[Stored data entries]

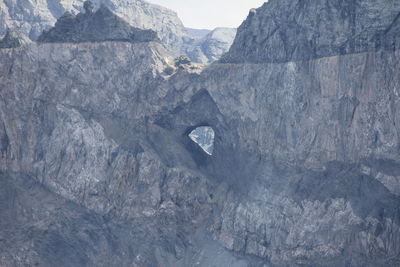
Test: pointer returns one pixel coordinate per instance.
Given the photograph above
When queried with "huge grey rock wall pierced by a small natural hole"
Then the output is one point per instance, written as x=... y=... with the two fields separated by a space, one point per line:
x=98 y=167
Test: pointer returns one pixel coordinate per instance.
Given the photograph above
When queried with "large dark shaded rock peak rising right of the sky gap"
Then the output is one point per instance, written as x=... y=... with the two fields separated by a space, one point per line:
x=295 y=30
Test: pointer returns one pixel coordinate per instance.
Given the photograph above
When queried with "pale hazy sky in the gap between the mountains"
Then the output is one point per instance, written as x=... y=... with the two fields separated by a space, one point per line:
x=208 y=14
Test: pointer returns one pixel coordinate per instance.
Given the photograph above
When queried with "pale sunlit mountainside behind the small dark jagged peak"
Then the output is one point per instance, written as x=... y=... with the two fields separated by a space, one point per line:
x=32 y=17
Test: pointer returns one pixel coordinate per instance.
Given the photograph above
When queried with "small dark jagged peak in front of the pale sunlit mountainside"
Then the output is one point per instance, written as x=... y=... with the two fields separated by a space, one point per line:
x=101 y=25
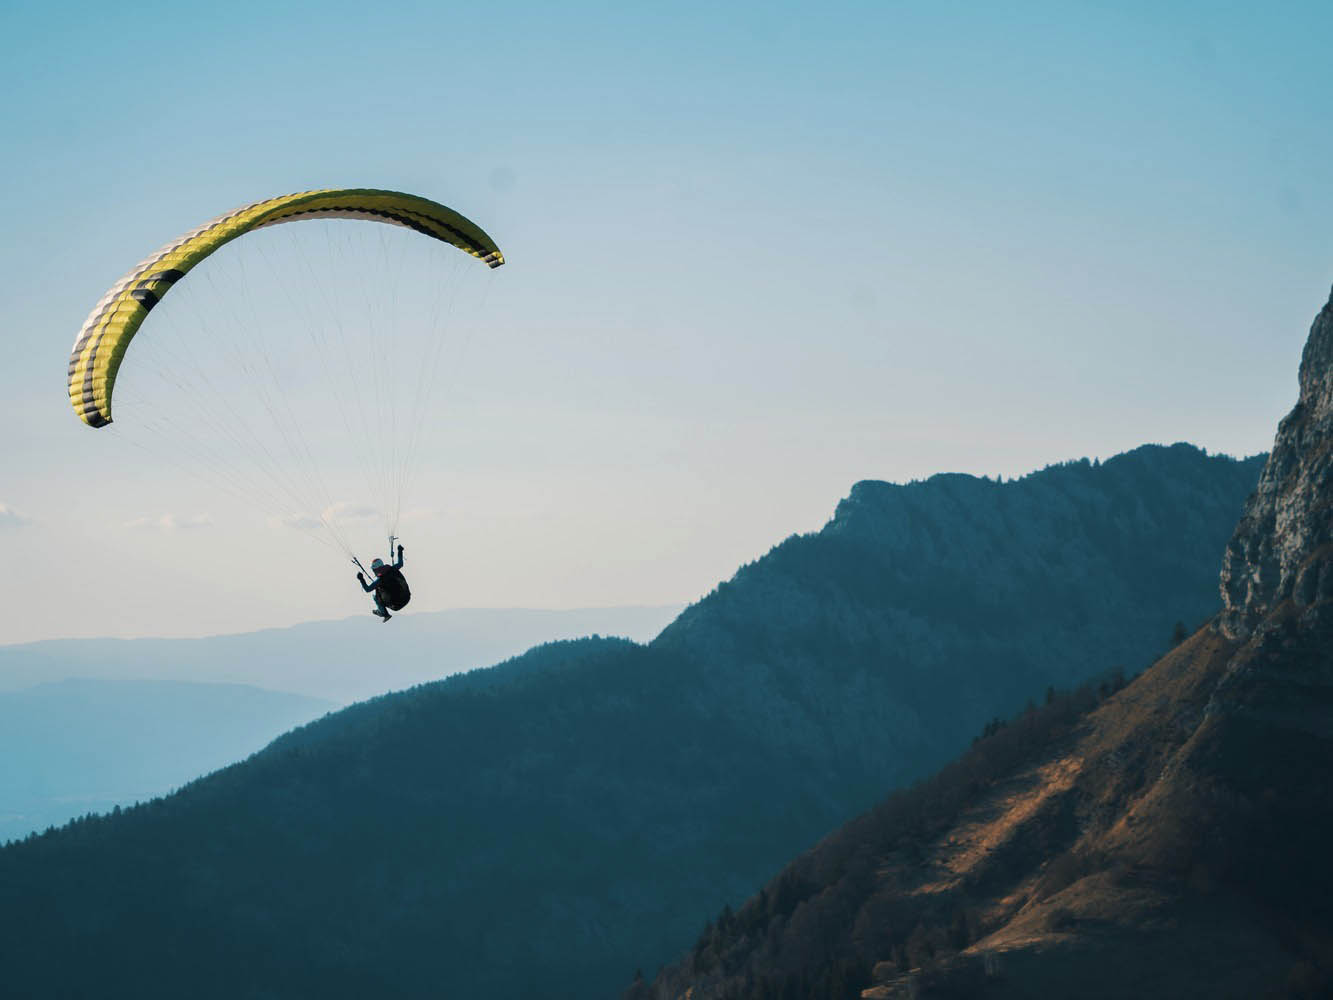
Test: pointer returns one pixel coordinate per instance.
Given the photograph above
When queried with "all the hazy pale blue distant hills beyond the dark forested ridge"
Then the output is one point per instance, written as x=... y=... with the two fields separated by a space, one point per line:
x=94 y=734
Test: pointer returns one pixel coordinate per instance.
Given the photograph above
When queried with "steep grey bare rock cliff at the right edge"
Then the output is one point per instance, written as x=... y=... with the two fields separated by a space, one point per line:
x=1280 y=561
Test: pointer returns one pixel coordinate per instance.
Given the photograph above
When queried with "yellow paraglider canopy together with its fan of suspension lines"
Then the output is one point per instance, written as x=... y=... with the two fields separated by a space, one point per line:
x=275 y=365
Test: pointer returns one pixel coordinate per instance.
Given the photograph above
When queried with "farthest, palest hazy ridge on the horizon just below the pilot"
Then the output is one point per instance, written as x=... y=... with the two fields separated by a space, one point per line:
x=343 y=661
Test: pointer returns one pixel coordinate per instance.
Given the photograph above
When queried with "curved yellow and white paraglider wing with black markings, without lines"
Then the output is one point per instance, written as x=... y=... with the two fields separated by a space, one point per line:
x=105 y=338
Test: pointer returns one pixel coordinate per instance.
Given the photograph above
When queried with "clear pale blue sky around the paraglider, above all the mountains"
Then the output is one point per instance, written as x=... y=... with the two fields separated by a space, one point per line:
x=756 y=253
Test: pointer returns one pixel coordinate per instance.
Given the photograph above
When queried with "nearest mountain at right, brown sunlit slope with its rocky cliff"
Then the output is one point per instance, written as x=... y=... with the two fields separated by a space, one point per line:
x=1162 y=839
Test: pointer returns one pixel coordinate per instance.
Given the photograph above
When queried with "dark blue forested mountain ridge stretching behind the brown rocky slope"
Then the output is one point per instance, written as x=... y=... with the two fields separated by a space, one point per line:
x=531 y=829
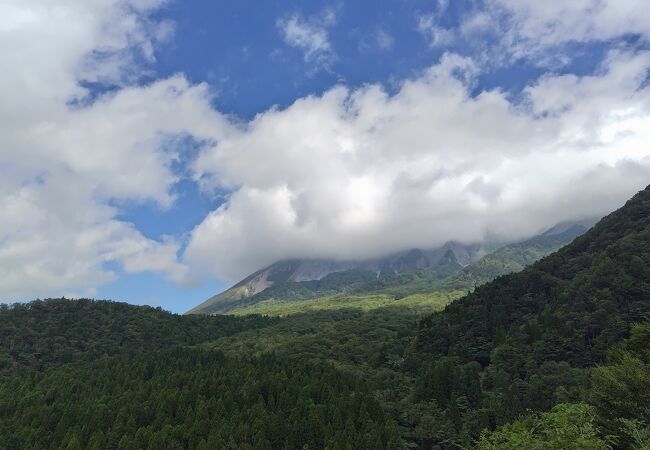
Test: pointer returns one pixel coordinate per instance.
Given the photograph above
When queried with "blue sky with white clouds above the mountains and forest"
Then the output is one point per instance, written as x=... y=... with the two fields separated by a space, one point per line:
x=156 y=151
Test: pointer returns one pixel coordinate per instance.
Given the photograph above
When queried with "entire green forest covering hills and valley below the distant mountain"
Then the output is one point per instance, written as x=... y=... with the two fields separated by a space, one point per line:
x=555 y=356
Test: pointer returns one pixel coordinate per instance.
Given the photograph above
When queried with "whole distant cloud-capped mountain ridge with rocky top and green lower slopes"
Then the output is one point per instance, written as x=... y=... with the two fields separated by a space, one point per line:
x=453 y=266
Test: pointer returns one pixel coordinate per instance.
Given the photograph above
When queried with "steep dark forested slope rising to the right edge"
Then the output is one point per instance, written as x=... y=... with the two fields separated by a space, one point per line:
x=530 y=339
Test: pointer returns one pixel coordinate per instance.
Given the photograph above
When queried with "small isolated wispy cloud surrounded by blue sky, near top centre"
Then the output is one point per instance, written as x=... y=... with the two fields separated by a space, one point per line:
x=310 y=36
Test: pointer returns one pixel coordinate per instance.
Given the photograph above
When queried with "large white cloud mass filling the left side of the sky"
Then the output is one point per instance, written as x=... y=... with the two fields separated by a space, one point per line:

What is required: The records above must be repeated exactly, minus their pictures.

Response to this task:
Test: pointer returns one pixel coordinate per instance.
Given the photograph above
When queried with "huge grey rock wall pierced by a small natural hole"
Then the output is one point per instance, written as x=... y=... with the two fields separated by a space, one point per line:
x=98 y=167
Test: pointer returns one pixel coordinate per instance.
Given the photograph above
When queried with "large dark shaded rock peak rising right of the sky gap"
Then the output is one point per instance, written as x=... y=... with the two fields separated by a space, one point per line:
x=295 y=30
Test: pointer returns one pixel coordinate per instance.
Given the photograph above
When queried with "pale hazy sky in the gap between the mountains"
Then the output is one point per instance, written as x=... y=... with the two fields separated by a space, one point per line:
x=208 y=14
Test: pointer returns one pixel coordinate per instance.
Given the photograph above
When queried with "pale sunlit mountainside behind the small dark jagged peak"
Then the output is one point per instance, written as x=... y=... with the two fields separated by a space, one point per line:
x=32 y=17
Test: pointer returns one pixel coordinate per instance.
Given the photograph above
When queried with "small dark jagged peak in front of the pale sunlit mountainside"
Then the output is one point per instance, written as x=... y=... with the two fields separated by a space, one point per line:
x=101 y=25
Test: pointer returns one pixel coordinate per instance.
Given the photograph above
When queried with "all the hazy pale blue distant hills beyond the dark forested ridge"
Then the output is one point per instance, written as x=... y=... with the two fields separated by a space, one point per line:
x=94 y=734
Test: pointer returns one pixel coordinate per instance.
Given the photograph above
When queried with "steep grey bare rock cliff at the right edge"
Then the output is one point per instance, written as x=... y=... with the two fields separated by a space, one point per line:
x=1280 y=561
Test: pointer returns one pixel coordinate per instance.
Given the photograph above
When queried with "yellow paraglider canopy together with its fan of suspension lines"
Then the output is one point per instance, written as x=... y=... with the two fields separated by a space, one point per line:
x=275 y=365
Test: pointer returns one pixel coordinate per instance.
Given the photograph above
When queried with "farthest, palest hazy ridge on the horizon just below the pilot"
Then the output is one point per instance, written as x=... y=... with the two fields separated by a space, one point per line:
x=343 y=661
Test: pointer returns one pixel coordinate per instance.
Given the photograph above
When queried with "curved yellow and white paraglider wing with black markings, without lines"
Then the output is one point per instance, written as x=... y=... with the two fields separated by a space, one point per line:
x=105 y=338
Test: pointer returns one pixel coordinate per instance.
Given the photograph above
When queried with "clear pale blue sky around the paraglider, above all the mountains"
Then the output is one point per instance, written as x=... y=... with the two fields separated by a space, one point per line:
x=756 y=253
Test: pointer returns one pixel coordinate per instance.
Given the photograph above
When queried with "nearest mountain at right, brown sunlit slope with its rocky cliff"
Then the output is one point per instance, written as x=... y=... with the two fields separated by a space, one point per line:
x=1162 y=839
Test: pointer returns one pixel coordinate per instance.
Given the photograph above
When queried with "dark blue forested mountain ridge stretching behind the brown rocky slope"
Then the output is one point per instance, written as x=... y=... with the two fields separated by a space, one point per line:
x=531 y=829
Test: pointer returns one pixel coordinate per instance.
Given the photograph above
When queried with "blue sky with white clouds above the mountains and forest"
Then the output is one point per instance, written as x=... y=... with the two fields separated by a space, one point per line:
x=156 y=151
Test: pointer returns one pixel coordinate per instance.
Given the photograph above
When queried with "entire green forest covering hills and valley below the distant mountain"
Then the output is one point per instance, written as x=... y=... with the two fields separated by a space, one point per line:
x=555 y=356
Test: pointer returns one pixel coordinate per instance.
Given the photograph above
When queried with "whole distant cloud-capped mountain ridge with rocky top and green lower slopes"
Then the output is one point per instance, written as x=... y=... with the two fields separated by a space, one point per line:
x=453 y=266
Test: pointer returns one pixel coordinate per instance.
Given the photograph above
When queried with "steep dark forested slope rising to the right edge"
Then the output is one point per instance, written as x=... y=... with the two fields separated by a space, one point per line:
x=530 y=339
Test: pointer returns one pixel coordinate per instance.
Given the photograph above
When queried with "small isolated wispy cloud surrounded by blue sky, near top centre"
Then the output is one point per instance, written as x=... y=... with the two fields separated by a space, one point per line:
x=310 y=36
Test: pointer returns one pixel coordinate per instance.
Given the photograph above
When queried with "large white cloud mass filling the left side of the sky"
Then the output is one point per instance, written as x=... y=... with the two fields separated by a space, one point per line:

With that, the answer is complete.